What is required - Across the records below, count every line that contains the string "high", then report the count alone.

Data to use -

○ ○ ○ ○

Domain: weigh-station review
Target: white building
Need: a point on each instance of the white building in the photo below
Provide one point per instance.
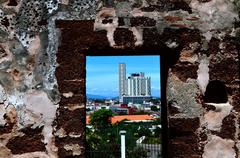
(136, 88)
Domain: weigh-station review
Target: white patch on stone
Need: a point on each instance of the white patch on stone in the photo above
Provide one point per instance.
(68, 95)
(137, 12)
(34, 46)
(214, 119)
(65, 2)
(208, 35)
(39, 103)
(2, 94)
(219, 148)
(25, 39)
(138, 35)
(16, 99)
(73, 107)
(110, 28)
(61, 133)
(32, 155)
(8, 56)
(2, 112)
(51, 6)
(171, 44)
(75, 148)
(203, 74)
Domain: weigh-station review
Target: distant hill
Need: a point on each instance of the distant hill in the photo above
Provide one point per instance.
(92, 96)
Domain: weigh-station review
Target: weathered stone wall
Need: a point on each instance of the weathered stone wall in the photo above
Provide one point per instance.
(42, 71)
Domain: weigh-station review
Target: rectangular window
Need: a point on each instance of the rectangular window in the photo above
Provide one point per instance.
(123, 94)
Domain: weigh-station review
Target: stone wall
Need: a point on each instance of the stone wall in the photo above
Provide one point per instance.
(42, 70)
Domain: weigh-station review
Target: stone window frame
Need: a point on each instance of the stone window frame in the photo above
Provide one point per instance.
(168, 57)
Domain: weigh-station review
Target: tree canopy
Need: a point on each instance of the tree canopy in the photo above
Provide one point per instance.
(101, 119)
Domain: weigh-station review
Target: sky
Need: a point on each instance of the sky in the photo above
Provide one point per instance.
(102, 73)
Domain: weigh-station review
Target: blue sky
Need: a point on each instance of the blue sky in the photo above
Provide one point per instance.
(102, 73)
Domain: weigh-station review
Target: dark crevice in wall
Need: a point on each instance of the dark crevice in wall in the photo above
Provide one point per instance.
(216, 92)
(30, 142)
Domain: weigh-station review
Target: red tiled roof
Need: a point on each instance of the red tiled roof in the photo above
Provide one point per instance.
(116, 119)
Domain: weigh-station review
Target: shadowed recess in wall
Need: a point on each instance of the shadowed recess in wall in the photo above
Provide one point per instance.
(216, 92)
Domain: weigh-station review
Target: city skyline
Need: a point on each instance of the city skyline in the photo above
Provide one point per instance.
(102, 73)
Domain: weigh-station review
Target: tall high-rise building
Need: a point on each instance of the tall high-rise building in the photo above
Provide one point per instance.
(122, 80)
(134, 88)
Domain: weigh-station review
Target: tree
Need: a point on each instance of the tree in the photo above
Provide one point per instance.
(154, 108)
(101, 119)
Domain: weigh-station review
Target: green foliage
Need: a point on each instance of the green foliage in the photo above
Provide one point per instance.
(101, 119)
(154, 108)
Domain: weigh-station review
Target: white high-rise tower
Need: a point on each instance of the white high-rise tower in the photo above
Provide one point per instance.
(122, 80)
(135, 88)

○ ○ ○ ○

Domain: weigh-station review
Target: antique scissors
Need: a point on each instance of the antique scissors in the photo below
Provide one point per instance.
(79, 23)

○ ○ ○ ○

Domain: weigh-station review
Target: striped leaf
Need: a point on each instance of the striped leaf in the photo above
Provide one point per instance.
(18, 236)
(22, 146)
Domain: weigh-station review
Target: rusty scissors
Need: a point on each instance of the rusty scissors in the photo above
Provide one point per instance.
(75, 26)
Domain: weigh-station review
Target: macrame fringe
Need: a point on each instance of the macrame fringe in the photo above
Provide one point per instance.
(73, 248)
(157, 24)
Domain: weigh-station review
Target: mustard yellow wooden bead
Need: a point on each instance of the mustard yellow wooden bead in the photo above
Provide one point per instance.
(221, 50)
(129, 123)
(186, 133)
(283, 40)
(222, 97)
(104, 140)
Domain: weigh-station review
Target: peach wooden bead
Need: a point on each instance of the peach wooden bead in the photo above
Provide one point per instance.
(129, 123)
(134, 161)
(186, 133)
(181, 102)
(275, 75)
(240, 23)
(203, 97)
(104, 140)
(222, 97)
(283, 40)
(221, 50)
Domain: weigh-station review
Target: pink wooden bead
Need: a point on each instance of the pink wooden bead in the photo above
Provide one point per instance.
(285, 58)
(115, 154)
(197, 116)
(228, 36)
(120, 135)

○ ○ ○ ○

Exercise output - 4